TRECHO PARA LEITURA>
Já a sociedade mercantilista, a partir do século XVI, nos anos pós-cristandade, mudou o foco para o poder do ter. Surgiu o poder da Ciência, do saber para ter. Só seria feliz quem fosse capaz de ter. Nesse sentido, a partir do século XIX, muitos cristãos também mudaram o foco: ser santo mudou o foco para ter igreja, dízimo e fazer fiéis. O ter um bem material, um carro, por exemplo, é retribuição de Deus pelo dízimo ofertado. Já na revolução cultural da década de 1960, o poder passa a ser o do fazer amor.

Em nossos dias, predomina o ter em exagero, o consumismo. Fazer para consumir. Para o ter riquezas não há limites. Quem tem quer ter mais. O padrão de consumo está universal, sem limites. Somos mais de 8 bilhões de pessoas querendo ter e, para isso, exploramos o meio ambiente, na desmedida ambição que almeja simplesmente o lucro e o consumo sem limites. A natureza tem dado o seu grito de socorro.

Na outra ponta da linha, o ser não tem limites, mas como é difícil ser. O homem rico do evangelho sabia muito bem disso, por isso, saiu entristecido. Prefigurando a nossa era, ele sabia que não ia conseguir tal proeza. Um rico dificilmente entrará no Reino de Deus.

Preocupados com as exigências de Jesus, os discípulos tomam consciência de que a salvação é para poucos. O líder deles, Pedro, declara: “Nós deixamos tudo e te seguimos!” E Jesus lhe assegura que quem tudo deixar: casa, família e terras por sua causa, com certeza, receberá a vida eterna, o que motivou o surgimento da vida religiosa na Igreja. Por outro lado, conhecendo a tradição familiar no Judaísmo, Jesus não estaria solicitando abandonar pai, mãe e filhos para ser seu discípulo. Assim como Pedro, muitos dos seus seguidores próximos mantiveram a vida familiar. O pedido aqui é simbólico para dizer que, para herdar a vida eterna, não podemos ser apegados ao ter.

DADOS FORNECIDOS>
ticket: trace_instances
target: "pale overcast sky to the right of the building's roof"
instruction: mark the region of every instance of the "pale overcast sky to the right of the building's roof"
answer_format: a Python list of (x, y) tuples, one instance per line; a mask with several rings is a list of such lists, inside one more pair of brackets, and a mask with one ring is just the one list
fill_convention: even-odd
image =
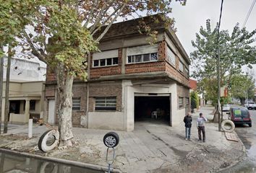
[[(232, 31), (237, 22), (242, 27), (252, 1), (224, 0), (221, 30)], [(205, 27), (206, 19), (210, 19), (212, 25), (216, 25), (220, 11), (221, 0), (187, 0), (186, 6), (182, 6), (179, 2), (174, 1), (171, 17), (174, 17), (176, 21), (176, 35), (179, 37), (188, 55), (194, 50), (191, 40), (195, 40), (195, 33), (199, 32), (200, 26)], [(256, 4), (252, 9), (245, 27), (250, 32), (256, 29)], [(243, 69), (253, 74), (256, 79), (256, 64), (253, 65), (252, 70), (249, 70), (247, 67), (243, 67)]]

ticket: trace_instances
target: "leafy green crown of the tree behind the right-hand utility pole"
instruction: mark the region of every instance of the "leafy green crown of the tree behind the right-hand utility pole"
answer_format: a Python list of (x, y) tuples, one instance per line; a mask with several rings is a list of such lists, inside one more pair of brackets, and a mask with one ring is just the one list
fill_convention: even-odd
[[(248, 32), (245, 27), (240, 28), (236, 24), (231, 33), (221, 30), (219, 44), (217, 44), (218, 24), (211, 27), (210, 19), (206, 21), (206, 27), (200, 27), (196, 33), (192, 46), (195, 50), (190, 54), (192, 59), (192, 76), (199, 81), (200, 88), (206, 91), (206, 97), (217, 100), (217, 45), (220, 49), (220, 79), (221, 86), (229, 86), (232, 76), (241, 73), (241, 67), (256, 63), (255, 32)], [(214, 102), (217, 103), (217, 102)]]

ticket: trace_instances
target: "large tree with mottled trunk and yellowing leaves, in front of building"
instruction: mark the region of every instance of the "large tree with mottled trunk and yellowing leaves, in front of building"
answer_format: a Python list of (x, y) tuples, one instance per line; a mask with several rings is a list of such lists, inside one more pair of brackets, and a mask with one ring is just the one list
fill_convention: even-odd
[[(185, 4), (186, 0), (176, 1)], [(25, 21), (25, 25), (18, 23), (19, 30), (12, 34), (19, 38), (23, 52), (38, 57), (56, 74), (61, 101), (58, 110), (61, 144), (68, 146), (73, 138), (73, 79), (86, 80), (87, 57), (98, 50), (98, 43), (111, 25), (118, 18), (127, 19), (138, 12), (163, 16), (171, 12), (170, 0), (0, 0), (1, 6), (10, 8), (4, 11), (5, 19)], [(173, 20), (166, 22), (171, 25)], [(12, 29), (5, 28), (4, 32)], [(4, 32), (0, 30), (0, 34)], [(140, 32), (155, 34), (143, 23)]]

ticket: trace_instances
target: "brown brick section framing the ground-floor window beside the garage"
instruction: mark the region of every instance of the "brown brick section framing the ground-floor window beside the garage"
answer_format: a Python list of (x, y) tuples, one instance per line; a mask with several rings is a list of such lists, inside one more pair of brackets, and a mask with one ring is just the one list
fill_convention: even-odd
[(95, 97), (116, 97), (116, 111), (121, 112), (122, 86), (121, 82), (93, 83), (89, 90), (89, 111), (94, 111)]

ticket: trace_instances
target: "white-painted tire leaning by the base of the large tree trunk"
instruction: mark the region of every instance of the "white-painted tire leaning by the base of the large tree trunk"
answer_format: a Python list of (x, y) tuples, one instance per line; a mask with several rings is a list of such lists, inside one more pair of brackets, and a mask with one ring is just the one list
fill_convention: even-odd
[[(49, 138), (54, 137), (54, 141), (50, 143), (49, 145), (47, 144), (47, 141)], [(54, 149), (59, 143), (59, 131), (58, 130), (47, 130), (43, 135), (40, 137), (38, 141), (38, 148), (40, 151), (51, 151)]]

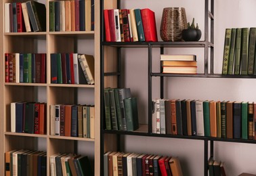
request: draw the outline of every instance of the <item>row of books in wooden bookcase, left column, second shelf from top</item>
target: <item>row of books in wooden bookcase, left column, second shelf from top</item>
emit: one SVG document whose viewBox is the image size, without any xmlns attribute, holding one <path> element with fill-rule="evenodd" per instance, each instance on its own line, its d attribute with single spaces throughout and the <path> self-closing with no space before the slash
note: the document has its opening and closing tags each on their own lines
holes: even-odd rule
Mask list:
<svg viewBox="0 0 256 176">
<path fill-rule="evenodd" d="M 5 83 L 45 83 L 46 53 L 5 53 Z"/>
</svg>

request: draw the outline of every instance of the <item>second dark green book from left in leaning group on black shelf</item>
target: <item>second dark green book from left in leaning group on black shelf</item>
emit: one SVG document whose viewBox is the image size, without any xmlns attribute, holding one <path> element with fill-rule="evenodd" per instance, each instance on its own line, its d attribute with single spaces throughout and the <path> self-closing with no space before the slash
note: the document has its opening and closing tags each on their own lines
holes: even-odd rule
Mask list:
<svg viewBox="0 0 256 176">
<path fill-rule="evenodd" d="M 108 89 L 109 93 L 109 100 L 110 100 L 110 116 L 111 116 L 111 123 L 112 129 L 118 130 L 118 123 L 117 123 L 117 116 L 116 116 L 116 101 L 114 99 L 114 89 Z"/>
</svg>

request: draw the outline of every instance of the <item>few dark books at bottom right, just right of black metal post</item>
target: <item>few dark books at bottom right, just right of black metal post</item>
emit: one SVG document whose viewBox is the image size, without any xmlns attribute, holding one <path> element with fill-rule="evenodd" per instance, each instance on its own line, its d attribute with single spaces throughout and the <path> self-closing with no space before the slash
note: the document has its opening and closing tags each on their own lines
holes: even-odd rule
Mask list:
<svg viewBox="0 0 256 176">
<path fill-rule="evenodd" d="M 213 157 L 210 157 L 208 160 L 208 168 L 210 176 L 226 176 L 226 171 L 224 168 L 224 162 L 213 160 Z"/>
</svg>

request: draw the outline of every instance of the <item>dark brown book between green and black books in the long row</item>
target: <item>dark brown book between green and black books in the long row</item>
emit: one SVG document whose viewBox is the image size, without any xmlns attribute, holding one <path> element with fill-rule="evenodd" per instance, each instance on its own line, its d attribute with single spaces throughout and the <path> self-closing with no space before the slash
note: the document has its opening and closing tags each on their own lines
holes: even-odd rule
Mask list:
<svg viewBox="0 0 256 176">
<path fill-rule="evenodd" d="M 227 129 L 227 138 L 233 138 L 233 103 L 228 101 L 226 103 L 226 129 Z"/>
</svg>

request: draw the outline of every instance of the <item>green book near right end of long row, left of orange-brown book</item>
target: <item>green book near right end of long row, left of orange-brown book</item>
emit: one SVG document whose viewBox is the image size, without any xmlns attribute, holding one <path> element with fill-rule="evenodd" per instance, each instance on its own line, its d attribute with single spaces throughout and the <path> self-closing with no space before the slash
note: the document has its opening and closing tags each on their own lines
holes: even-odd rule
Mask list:
<svg viewBox="0 0 256 176">
<path fill-rule="evenodd" d="M 248 139 L 248 102 L 242 102 L 242 139 Z"/>
</svg>

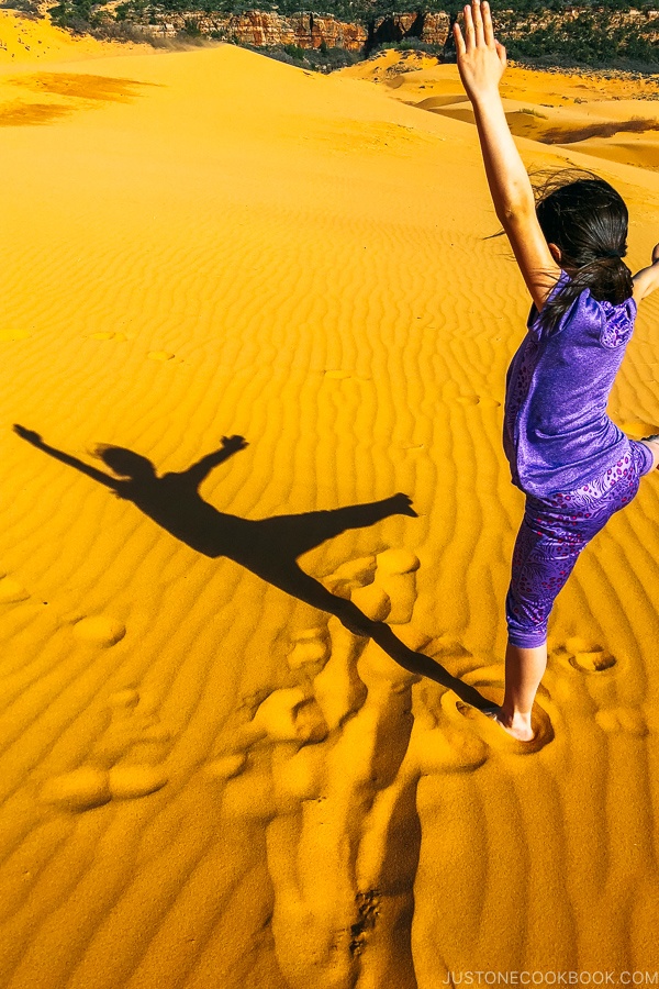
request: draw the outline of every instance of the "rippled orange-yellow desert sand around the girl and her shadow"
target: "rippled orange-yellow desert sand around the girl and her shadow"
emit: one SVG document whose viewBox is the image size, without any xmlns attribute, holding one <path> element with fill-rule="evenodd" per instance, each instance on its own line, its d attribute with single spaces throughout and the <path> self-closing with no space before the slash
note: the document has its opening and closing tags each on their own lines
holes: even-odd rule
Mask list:
<svg viewBox="0 0 659 989">
<path fill-rule="evenodd" d="M 528 307 L 473 125 L 232 46 L 85 58 L 0 71 L 2 986 L 654 973 L 656 479 L 560 597 L 537 743 L 466 703 Z M 614 181 L 647 263 L 656 171 L 520 147 Z"/>
</svg>

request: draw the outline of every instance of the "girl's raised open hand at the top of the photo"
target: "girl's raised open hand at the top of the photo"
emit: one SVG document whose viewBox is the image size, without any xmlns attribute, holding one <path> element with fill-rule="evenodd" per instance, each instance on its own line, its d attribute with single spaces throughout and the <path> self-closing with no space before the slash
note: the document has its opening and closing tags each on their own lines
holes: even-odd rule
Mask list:
<svg viewBox="0 0 659 989">
<path fill-rule="evenodd" d="M 471 0 L 465 8 L 465 36 L 458 23 L 454 24 L 454 37 L 458 54 L 458 70 L 467 96 L 478 97 L 499 91 L 499 80 L 506 64 L 505 48 L 494 37 L 490 4 Z"/>
</svg>

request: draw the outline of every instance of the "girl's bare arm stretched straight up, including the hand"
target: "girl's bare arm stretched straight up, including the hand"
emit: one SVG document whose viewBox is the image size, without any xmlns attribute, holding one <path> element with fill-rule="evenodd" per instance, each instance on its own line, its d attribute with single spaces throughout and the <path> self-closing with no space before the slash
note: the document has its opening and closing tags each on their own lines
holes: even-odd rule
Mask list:
<svg viewBox="0 0 659 989">
<path fill-rule="evenodd" d="M 511 134 L 499 95 L 505 48 L 494 38 L 490 5 L 465 8 L 465 36 L 454 25 L 458 69 L 471 100 L 485 175 L 496 215 L 505 230 L 538 311 L 560 276 L 540 230 L 530 180 Z"/>
</svg>

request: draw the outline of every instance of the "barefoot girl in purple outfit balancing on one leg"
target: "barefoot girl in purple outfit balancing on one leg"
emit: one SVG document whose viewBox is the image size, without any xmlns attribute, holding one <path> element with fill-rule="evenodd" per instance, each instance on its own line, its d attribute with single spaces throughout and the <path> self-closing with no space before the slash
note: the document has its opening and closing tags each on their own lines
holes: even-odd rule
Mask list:
<svg viewBox="0 0 659 989">
<path fill-rule="evenodd" d="M 506 378 L 504 448 L 526 509 L 506 598 L 504 699 L 492 712 L 529 742 L 554 600 L 583 547 L 659 465 L 659 436 L 629 440 L 606 414 L 636 305 L 659 286 L 659 244 L 632 278 L 627 209 L 594 175 L 559 177 L 536 208 L 499 95 L 506 57 L 489 4 L 472 0 L 465 34 L 457 24 L 454 34 L 496 215 L 533 299 Z"/>
</svg>

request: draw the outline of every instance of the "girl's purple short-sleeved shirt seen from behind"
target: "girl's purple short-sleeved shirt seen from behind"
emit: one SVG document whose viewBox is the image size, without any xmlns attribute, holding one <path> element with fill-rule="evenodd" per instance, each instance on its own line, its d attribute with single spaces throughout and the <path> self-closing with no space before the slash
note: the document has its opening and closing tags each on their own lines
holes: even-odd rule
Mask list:
<svg viewBox="0 0 659 989">
<path fill-rule="evenodd" d="M 561 274 L 551 296 L 566 284 Z M 604 474 L 628 440 L 606 414 L 634 330 L 636 303 L 597 302 L 584 289 L 551 333 L 532 307 L 507 370 L 503 446 L 513 484 L 535 498 Z"/>
</svg>

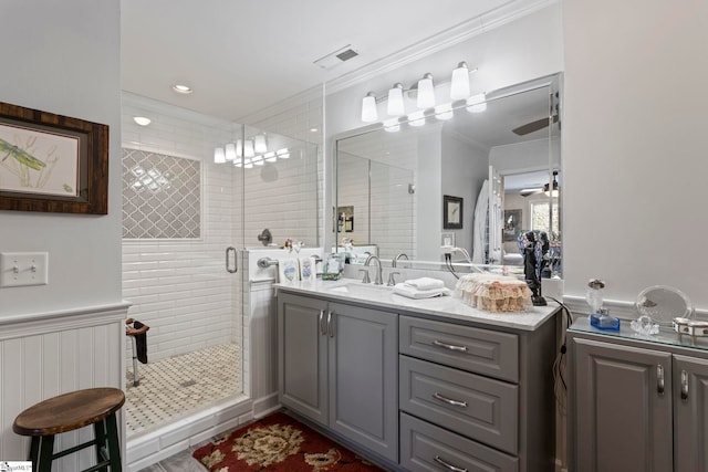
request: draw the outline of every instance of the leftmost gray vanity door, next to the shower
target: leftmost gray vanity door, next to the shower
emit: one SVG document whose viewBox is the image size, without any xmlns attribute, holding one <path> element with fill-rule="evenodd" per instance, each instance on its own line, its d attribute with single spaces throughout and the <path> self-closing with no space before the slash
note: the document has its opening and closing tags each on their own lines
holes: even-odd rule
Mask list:
<svg viewBox="0 0 708 472">
<path fill-rule="evenodd" d="M 279 400 L 324 426 L 329 407 L 326 316 L 325 302 L 278 296 Z"/>
</svg>

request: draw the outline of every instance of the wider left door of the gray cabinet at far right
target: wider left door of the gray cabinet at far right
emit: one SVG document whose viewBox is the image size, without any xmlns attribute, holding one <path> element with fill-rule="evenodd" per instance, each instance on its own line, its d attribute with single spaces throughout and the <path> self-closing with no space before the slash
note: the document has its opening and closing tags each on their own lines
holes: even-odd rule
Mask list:
<svg viewBox="0 0 708 472">
<path fill-rule="evenodd" d="M 671 355 L 575 338 L 579 472 L 673 468 Z"/>
</svg>

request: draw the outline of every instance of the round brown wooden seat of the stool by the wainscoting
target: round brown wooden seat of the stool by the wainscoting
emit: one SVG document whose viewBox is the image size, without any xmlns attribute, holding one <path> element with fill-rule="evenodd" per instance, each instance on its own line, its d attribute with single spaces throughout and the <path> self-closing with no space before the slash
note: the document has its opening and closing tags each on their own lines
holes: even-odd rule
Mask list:
<svg viewBox="0 0 708 472">
<path fill-rule="evenodd" d="M 22 411 L 12 424 L 21 436 L 49 436 L 103 420 L 125 403 L 123 390 L 90 388 L 46 399 Z"/>
</svg>

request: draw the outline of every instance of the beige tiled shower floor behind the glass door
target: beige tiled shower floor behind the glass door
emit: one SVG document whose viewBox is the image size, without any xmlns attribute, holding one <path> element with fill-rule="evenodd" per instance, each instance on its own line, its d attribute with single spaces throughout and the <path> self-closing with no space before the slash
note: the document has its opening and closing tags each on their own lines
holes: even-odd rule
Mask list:
<svg viewBox="0 0 708 472">
<path fill-rule="evenodd" d="M 138 364 L 140 384 L 135 387 L 131 361 L 125 392 L 127 437 L 165 426 L 240 394 L 240 346 L 221 344 Z"/>
</svg>

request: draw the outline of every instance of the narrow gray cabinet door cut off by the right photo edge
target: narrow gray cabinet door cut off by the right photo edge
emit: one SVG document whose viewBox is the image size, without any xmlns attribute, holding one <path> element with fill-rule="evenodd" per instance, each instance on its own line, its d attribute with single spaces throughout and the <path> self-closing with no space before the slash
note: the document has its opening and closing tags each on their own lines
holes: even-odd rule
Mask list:
<svg viewBox="0 0 708 472">
<path fill-rule="evenodd" d="M 674 356 L 674 470 L 708 471 L 708 360 Z"/>
</svg>

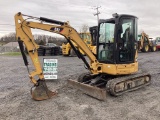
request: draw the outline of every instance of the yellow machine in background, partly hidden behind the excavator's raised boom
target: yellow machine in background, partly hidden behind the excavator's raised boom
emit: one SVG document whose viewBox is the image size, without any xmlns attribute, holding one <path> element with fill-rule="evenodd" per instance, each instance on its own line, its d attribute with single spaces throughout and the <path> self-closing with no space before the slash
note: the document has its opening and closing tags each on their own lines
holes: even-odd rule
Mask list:
<svg viewBox="0 0 160 120">
<path fill-rule="evenodd" d="M 81 39 L 87 44 L 88 47 L 91 46 L 91 35 L 89 32 L 86 33 L 79 33 Z M 81 52 L 82 55 L 85 55 L 85 53 L 78 48 L 78 46 L 72 42 L 72 44 Z M 62 54 L 64 56 L 76 56 L 76 53 L 74 52 L 73 48 L 71 47 L 69 42 L 62 43 Z"/>
</svg>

TAREFAS A CUMPRIR>
1. Resuma em duas frases o trecho sobre o ser e o ter.
2. Por favor, prossiga com o trecho sobre o ser e o ter a partir do ponto em que ele termina.

RESPOSTAS FORNECIDAS>
1. Desde a sociedade mercantilista do século XVI, o foco mudou para o poder do ter, e hoje predomina um consumismo sem limites que explora o meio ambiente em busca de lucro. Ser é difícil, como mostra o homem rico do evangelho, e o pedido de Jesus para deixar tudo é simbólico: para herdar a vida eterna, não podemos ser apegados ao ter.

2.
Com é difícil no mundo moderno herdar a vida eterna. Já não mais seguimos a proposta de Jesus. Somos apegados ao ter. Acreditamos que os pobres devam sofrer, pois a sua condição de vida é fruto da opção deles. Somos fruto de uma sociedade moderna, da era do mercado, que entende o sofrimento dos empobrecidos como antecipação do que viverão no imaginário Inferno, que insiste em não acabar. Nessa lógica, os pobres também jamais herdariam a salvação. Estamos destruindo a natureza, que sofre com a desertificação, o degelo exagerado, a diminuição das áreas úmidas e férteis etc. A terra está dando sinais de esgotamento. Que sabedoria é essa do ter para consumir? Quem ainda tem ouvidos, ouça!